**Tasks to carry out**
A) Transcribe the passage on art and Alzheimer's disease from "Earlier this year, the" up to and including "or understanding words.".
B) Finish out the next part of the passage on art and Alzheimer's disease, starting after its last sentence.

**Extracted text**
****

November 14, 2005
Whether it's a Rembrandt self-portrait, a Picasso still life, or a homey country scene by Andrew Wyeth, all of us have been deeply moved at different times in our lives by great works of art. Now, museums across the country are utilizing the therapeutic power of art to bring benefits to the millions of Americans who suffer from Alzheimer's disease.
The Museum of Modern Art in New York and the Museum of Fine Arts in Boston are among the institutions opening their doors to people with Alzheimer's. Each week, small groups of people in the early to middle stages of the disease visit the museum galleries to look at art. Individuals are encouraged to discuss the works and to express whatever thoughts and emotions come to mind. Care partners of those who attend the museum tours notice that their loved ones with Alzheimer's become more alert, emotionally charged, and talkative after a museum visit.
Art appreciation tours are a natural extension of art therapy classes, in which painting, sculpture, and other fine arts are taught to people with Alzheimer's disease. Seeing art and talking about it, like creating art, is thought to release trapped emotions and engage parts of the brain that keep the mind active and the memory intact. A study from Brighton, England in 1999 found that a 10-week art therapy program eased depression in about half of those suffering from Alzheimer's disease. And during an individual art session, researchers observed, participants became more relaxed and sociable.
Earlier this year, the Brooks Museum of Art in Memphis, Tennessee displayed a powerful collection of paintings by local men and women with Alzheimer's disease. The works, inspired by pieces in the museum's collection and created by people with Alzheimer's disease working with an art therapist, are rich in emotions, thoughts, and memories.
For many people with Alzheimer's, the ability to appreciate art, or to create it, does not diminish as the memory fades. In fact, art may prove a vital creative outlet for many with the disease who can no longer read or have trouble speaking or understanding words.

****

**Data section**
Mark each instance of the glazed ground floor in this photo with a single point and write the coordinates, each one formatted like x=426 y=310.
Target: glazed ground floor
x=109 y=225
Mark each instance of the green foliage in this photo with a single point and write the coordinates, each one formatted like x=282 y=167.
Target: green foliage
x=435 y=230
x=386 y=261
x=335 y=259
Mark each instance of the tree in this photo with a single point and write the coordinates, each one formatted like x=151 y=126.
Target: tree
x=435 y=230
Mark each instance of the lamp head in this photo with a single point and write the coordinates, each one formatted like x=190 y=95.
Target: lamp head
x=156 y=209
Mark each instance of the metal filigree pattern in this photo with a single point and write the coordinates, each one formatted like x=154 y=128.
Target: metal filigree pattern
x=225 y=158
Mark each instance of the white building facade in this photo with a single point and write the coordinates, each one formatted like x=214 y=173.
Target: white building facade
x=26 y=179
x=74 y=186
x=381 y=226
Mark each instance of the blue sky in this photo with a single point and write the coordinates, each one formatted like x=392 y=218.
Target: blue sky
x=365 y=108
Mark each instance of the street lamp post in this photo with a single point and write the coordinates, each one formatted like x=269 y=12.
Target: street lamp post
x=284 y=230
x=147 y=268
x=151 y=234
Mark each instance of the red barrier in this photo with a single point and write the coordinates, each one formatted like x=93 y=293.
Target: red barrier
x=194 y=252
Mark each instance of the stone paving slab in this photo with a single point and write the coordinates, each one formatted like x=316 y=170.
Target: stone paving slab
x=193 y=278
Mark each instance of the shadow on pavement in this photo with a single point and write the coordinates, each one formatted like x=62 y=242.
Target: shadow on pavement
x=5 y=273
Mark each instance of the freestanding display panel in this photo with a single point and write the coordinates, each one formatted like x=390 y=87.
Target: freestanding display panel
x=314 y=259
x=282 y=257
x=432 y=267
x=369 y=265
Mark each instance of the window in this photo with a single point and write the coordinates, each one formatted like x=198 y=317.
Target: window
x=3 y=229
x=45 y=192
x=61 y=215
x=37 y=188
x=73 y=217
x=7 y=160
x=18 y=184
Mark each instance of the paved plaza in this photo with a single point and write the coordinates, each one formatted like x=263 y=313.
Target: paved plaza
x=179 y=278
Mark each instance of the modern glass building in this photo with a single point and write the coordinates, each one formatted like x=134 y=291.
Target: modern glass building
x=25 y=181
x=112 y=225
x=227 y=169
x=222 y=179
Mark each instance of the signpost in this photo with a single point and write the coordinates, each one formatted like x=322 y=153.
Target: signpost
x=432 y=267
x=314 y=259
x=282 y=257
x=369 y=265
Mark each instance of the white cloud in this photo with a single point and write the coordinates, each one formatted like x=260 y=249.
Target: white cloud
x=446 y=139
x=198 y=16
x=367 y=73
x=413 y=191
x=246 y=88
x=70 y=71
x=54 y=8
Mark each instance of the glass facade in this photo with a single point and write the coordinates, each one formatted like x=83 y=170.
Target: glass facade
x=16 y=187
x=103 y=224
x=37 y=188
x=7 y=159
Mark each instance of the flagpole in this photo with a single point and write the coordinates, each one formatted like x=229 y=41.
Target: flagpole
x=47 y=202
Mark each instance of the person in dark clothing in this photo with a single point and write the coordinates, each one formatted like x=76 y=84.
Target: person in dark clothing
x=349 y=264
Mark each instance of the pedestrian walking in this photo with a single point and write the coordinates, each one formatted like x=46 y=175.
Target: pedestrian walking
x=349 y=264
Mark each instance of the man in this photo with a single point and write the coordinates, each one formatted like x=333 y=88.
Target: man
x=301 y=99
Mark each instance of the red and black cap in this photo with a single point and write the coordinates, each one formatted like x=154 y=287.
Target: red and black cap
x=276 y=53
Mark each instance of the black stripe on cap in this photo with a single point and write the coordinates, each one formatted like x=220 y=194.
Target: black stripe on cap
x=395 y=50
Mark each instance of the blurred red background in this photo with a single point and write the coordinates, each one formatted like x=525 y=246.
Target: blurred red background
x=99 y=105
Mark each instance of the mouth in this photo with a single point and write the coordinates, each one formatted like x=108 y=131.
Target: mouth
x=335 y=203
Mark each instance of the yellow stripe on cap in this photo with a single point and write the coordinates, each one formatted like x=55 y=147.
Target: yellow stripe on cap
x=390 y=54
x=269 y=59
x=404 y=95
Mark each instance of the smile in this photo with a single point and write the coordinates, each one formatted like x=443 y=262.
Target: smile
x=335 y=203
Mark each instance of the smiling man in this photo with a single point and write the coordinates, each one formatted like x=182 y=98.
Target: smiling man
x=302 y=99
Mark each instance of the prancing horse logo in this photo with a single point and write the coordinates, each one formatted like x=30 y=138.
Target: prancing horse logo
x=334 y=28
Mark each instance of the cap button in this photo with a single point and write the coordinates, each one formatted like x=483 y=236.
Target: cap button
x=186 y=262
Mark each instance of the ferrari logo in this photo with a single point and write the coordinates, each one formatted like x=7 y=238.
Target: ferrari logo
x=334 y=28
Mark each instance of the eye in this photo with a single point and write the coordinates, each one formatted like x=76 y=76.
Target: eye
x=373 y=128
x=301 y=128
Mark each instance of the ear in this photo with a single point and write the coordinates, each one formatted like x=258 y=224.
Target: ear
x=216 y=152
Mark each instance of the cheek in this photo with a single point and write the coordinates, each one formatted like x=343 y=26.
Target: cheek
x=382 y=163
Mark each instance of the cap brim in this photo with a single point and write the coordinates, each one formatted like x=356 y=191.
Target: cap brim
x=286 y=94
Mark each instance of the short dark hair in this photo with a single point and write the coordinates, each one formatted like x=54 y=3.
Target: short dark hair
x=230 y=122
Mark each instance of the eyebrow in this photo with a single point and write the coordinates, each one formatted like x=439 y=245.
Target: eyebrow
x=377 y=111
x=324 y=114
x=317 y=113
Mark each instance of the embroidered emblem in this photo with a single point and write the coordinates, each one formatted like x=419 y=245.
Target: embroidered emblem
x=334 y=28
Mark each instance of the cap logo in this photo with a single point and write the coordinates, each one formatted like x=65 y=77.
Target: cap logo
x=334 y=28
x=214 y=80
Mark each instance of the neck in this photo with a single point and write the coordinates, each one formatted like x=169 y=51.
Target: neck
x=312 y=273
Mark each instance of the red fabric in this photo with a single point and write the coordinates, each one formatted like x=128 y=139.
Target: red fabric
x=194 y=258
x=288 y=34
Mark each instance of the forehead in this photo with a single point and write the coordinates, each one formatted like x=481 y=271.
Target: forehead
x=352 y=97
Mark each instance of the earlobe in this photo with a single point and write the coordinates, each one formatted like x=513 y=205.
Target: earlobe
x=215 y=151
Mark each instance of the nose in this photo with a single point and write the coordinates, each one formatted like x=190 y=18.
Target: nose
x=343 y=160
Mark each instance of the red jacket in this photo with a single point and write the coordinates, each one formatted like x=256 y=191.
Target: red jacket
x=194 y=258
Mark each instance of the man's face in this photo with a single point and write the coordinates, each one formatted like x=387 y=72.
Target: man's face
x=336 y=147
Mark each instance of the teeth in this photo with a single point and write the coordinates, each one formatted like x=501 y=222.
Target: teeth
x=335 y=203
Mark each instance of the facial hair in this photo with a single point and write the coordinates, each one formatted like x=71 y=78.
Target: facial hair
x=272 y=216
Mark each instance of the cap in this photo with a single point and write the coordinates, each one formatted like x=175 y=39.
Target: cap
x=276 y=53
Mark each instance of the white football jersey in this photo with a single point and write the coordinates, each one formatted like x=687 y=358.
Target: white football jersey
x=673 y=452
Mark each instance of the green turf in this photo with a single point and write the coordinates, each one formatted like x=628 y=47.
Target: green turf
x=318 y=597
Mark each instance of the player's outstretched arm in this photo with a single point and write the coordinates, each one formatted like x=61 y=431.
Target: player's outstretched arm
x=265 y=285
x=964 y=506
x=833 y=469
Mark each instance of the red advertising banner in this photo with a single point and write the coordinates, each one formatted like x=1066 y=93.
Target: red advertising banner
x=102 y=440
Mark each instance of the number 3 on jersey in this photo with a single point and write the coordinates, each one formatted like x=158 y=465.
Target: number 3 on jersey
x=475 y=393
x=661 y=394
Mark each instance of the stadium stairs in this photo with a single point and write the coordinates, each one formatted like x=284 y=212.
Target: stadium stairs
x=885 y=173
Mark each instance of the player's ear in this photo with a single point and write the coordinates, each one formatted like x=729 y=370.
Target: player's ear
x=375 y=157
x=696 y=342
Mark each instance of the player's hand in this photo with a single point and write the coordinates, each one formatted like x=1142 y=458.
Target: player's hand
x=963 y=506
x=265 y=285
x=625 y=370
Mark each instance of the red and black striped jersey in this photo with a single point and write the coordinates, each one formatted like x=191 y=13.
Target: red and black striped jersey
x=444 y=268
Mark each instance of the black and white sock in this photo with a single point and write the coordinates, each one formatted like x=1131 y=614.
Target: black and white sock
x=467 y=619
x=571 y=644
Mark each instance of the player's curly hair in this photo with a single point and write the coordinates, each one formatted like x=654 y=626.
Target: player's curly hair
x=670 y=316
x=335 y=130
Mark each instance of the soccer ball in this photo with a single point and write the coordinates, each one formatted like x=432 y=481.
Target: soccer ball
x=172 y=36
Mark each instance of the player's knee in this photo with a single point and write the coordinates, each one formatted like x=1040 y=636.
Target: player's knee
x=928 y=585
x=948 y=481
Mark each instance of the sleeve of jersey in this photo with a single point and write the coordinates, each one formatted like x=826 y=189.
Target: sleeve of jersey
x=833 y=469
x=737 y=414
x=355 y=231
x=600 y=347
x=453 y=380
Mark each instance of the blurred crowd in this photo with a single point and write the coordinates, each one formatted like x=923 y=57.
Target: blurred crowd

****

**Results for each task**
A)
Earlier this year, the Brooks Museum of Art in Memphis, Tennessee displayed a powerful collection of paintings by local men and women with Alzheimer's disease. The works, inspired by pieces in the museum's collection and created by people with Alzheimer's disease working with an art therapist, are rich in emotions, thoughts, and memories.
For many people with Alzheimer's, the ability to appreciate art, or to create it, does not diminish as the memory fades. In fact, art may prove a vital creative outlet for many with the disease who can no longer read or have trouble speaking or understanding words.

B)
When painter and high school art teacher Wanda Lu (not her real name) was forced to retire in 1995 at age 52 because of Alzheimer's disease, she could no longer remember her students' names. But as her mental capacities declined, her artistic talent seemed to blossom. "We typically don't think that something could be getting better, we only think about what's getting worse," said Bruce L. Miller, MD, of the University of California, San Francisco, who treated Ms. Lu. "Now I always ask if there's anything patients are doing very well, or better than before." [See the article,"Nurturing Inner Strengths When Dementia Strikes."]
Art, like music, seems to touch areas deep in the brain that are vital for well-being and emotional health, regardless of age or mental capacities. That's one reason why Snoezelen therapy, using rooms filled with soft colored lights, gentle music, pleasing aromas, and plush pillows, has become increasingly popular across the U.S. as well. This potentially fun and peaceful approach to stimulating the senses appears to ease the agitation, wandering, and other disturbing symptoms that so commonly afflict those with serious dementia. See the article, "Snoezlen Rooms May Offer Benefits for those with Dementia".
Art therapists who work with people with Alzheimer's disease recommend that art projects be kept on an adult level, avoiding crayons or other child-like instruments that might appear demeaning. Scissors or other sharp tools should also be avoided. In addition, it's important to engage the person in conversation, encouraging them to discuss what they are creating and to tell stories and reminisce. It may be necessary to aid the person as well, guiding the paintbrush, for example, to get the project started. Allow plenty of time, and remember the project need not be completed in one session or may be complete when the person with Alzheimer's says it is.
Randy Kennedy: The New York Times, "The Pablo Picasso Alzheimer's therapy," October 30, 2005.